» **Your task**:
Express the stretch of the material from the line containing "Confirm that each instance of the stone pillar" through the line containing "pixel 1123 724" as a JSON list of strings, one string per line, with blank lines left out.

» **Dataset entries**:
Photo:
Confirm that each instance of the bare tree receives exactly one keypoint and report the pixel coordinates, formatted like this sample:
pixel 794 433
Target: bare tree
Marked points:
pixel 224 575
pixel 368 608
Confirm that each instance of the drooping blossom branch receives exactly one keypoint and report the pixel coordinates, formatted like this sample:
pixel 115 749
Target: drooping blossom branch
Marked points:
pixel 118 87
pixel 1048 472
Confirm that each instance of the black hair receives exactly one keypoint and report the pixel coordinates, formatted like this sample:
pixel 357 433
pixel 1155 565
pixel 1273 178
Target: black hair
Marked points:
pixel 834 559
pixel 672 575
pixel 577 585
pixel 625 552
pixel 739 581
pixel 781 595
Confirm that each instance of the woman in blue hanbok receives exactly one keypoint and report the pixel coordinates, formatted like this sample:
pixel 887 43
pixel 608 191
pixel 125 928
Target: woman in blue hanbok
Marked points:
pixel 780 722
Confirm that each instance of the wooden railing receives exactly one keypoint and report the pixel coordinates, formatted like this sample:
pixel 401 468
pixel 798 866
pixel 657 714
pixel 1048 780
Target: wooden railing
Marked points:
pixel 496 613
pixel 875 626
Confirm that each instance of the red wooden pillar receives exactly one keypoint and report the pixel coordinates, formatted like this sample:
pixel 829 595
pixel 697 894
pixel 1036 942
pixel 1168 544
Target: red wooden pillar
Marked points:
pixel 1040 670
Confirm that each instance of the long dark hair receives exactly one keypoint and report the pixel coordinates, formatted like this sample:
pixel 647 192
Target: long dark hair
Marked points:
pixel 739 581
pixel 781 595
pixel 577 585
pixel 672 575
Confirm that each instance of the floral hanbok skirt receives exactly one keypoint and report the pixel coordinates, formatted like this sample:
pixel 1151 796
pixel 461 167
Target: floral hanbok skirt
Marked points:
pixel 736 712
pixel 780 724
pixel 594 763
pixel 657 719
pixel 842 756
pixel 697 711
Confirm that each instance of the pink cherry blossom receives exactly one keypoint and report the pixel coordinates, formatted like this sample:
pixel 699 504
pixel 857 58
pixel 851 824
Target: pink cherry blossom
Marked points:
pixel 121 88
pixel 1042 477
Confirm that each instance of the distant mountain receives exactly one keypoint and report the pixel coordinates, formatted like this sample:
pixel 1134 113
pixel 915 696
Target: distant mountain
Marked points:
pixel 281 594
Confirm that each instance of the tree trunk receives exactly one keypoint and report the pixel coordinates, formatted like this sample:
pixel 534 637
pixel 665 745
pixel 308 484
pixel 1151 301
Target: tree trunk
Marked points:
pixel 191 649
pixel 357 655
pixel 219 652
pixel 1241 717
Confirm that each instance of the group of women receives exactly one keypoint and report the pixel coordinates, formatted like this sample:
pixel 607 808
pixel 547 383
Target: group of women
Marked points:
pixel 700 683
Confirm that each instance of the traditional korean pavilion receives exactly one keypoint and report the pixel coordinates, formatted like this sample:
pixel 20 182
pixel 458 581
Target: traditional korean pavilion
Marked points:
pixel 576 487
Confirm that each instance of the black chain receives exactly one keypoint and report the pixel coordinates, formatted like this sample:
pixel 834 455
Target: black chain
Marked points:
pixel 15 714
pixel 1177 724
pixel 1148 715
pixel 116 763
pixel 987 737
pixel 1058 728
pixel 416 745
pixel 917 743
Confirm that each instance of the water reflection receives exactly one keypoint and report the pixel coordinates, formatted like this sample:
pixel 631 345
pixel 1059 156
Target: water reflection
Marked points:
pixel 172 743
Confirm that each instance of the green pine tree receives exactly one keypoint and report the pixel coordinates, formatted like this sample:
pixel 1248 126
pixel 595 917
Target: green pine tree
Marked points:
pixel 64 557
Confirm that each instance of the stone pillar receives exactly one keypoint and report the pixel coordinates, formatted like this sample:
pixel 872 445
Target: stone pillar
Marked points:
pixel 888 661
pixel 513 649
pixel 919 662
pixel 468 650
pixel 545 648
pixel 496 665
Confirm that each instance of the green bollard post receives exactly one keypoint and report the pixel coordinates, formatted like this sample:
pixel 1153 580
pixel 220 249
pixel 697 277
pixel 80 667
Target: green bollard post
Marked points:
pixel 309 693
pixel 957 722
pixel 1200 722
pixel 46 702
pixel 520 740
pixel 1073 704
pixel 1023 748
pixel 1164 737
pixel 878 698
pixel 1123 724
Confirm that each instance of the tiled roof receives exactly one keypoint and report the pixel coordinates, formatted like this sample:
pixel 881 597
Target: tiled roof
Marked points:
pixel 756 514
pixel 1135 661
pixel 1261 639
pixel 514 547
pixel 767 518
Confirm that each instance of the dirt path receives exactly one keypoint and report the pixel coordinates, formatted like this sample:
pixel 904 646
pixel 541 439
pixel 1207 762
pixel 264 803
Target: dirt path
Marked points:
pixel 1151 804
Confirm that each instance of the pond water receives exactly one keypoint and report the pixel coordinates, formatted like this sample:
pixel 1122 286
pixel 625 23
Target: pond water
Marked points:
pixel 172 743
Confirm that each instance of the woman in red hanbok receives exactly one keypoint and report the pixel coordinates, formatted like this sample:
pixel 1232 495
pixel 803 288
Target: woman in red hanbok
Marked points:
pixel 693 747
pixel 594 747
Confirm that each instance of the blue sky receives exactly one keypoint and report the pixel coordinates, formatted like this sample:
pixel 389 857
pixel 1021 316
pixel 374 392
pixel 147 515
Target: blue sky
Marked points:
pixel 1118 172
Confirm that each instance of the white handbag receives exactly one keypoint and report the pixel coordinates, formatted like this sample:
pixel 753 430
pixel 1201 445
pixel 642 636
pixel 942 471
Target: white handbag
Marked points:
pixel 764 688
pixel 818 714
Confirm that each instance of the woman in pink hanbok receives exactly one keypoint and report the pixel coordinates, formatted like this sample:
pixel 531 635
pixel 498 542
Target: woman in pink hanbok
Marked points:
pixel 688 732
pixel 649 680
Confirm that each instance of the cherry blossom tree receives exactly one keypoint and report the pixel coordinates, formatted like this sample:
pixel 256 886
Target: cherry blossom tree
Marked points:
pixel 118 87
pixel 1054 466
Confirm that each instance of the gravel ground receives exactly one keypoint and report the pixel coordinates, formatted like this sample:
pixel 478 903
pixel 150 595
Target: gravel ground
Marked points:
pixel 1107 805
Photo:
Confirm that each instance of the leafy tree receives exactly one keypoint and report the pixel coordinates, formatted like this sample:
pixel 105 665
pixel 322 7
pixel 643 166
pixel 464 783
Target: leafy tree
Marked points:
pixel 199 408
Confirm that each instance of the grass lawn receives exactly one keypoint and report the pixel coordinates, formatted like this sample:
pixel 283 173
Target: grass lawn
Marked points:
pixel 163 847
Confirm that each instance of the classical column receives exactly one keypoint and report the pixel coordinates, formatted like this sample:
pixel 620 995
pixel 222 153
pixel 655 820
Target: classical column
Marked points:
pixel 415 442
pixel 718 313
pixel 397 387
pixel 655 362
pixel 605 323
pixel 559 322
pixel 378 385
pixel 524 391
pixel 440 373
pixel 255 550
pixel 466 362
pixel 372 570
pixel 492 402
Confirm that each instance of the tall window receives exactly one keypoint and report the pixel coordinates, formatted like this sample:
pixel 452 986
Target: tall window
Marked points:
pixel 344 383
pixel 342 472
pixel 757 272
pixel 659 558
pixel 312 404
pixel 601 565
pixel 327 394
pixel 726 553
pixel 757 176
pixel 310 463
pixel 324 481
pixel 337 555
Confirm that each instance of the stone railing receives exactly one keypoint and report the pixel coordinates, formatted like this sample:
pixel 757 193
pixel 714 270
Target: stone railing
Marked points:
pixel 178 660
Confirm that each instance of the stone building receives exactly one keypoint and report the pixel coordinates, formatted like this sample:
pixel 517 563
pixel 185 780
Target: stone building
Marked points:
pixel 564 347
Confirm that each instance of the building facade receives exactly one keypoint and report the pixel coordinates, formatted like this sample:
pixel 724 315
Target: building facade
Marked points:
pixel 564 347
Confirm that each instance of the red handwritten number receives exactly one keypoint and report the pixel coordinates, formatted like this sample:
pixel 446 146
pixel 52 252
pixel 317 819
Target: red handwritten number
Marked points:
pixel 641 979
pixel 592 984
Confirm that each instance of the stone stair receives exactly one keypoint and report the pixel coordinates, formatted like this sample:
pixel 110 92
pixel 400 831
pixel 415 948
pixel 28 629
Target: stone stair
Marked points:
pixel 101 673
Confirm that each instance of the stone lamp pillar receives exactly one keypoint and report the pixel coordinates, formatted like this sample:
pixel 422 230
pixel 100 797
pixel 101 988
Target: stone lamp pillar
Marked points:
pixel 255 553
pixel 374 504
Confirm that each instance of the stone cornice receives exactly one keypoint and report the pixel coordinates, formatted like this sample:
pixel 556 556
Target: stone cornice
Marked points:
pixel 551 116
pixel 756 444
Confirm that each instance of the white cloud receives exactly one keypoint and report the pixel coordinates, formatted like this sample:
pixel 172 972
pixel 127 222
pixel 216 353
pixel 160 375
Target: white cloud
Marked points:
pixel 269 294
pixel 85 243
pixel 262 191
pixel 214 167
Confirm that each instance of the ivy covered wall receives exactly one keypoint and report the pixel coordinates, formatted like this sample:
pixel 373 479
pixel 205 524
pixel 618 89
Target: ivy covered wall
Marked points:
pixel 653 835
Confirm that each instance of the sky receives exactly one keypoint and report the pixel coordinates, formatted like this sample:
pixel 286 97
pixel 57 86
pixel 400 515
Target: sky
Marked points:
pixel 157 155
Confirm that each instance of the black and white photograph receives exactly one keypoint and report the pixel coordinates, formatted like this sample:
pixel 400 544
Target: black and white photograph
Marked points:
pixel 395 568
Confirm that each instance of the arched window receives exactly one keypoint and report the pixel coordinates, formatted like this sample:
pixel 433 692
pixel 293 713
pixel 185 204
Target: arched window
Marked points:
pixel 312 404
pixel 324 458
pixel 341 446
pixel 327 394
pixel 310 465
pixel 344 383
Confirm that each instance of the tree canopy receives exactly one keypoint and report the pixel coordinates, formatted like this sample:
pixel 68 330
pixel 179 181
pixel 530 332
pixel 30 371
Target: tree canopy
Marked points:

» **Reply to the task**:
[
  "Confirm that each instance of the stone pillar receives exactly one keypoint and report the pixel coordinates, formatted like this sample:",
  "pixel 872 445",
  "Target: stone pillar",
  "Marked points:",
  "pixel 888 661",
  "pixel 513 649",
  "pixel 919 662",
  "pixel 468 650",
  "pixel 545 648",
  "pixel 496 665",
  "Confirm that each instance of the green bollard post receives exactly one keypoint and report the pixel coordinates, formatted like this sample:",
  "pixel 1153 580",
  "pixel 220 249",
  "pixel 697 277",
  "pixel 80 667",
  "Target: green bollard post",
  "Marked points:",
  "pixel 309 693",
  "pixel 957 722",
  "pixel 1200 722",
  "pixel 46 702",
  "pixel 520 740",
  "pixel 1073 704",
  "pixel 1023 748",
  "pixel 1164 737",
  "pixel 878 698",
  "pixel 1123 724"
]